• [GIVEN DATA]:
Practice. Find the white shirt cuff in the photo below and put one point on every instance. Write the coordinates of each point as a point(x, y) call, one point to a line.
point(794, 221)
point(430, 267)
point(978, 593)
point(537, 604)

• [REQUIRED WORK]: Repeat the material word for word, in full.

• [EXERCISE RESULT]:
Practice. Find the white shirt cuff in the photo below and put one point on every instance. Write the coordinates of each point as a point(x, y) call, one point to a line.
point(794, 221)
point(430, 267)
point(978, 593)
point(537, 604)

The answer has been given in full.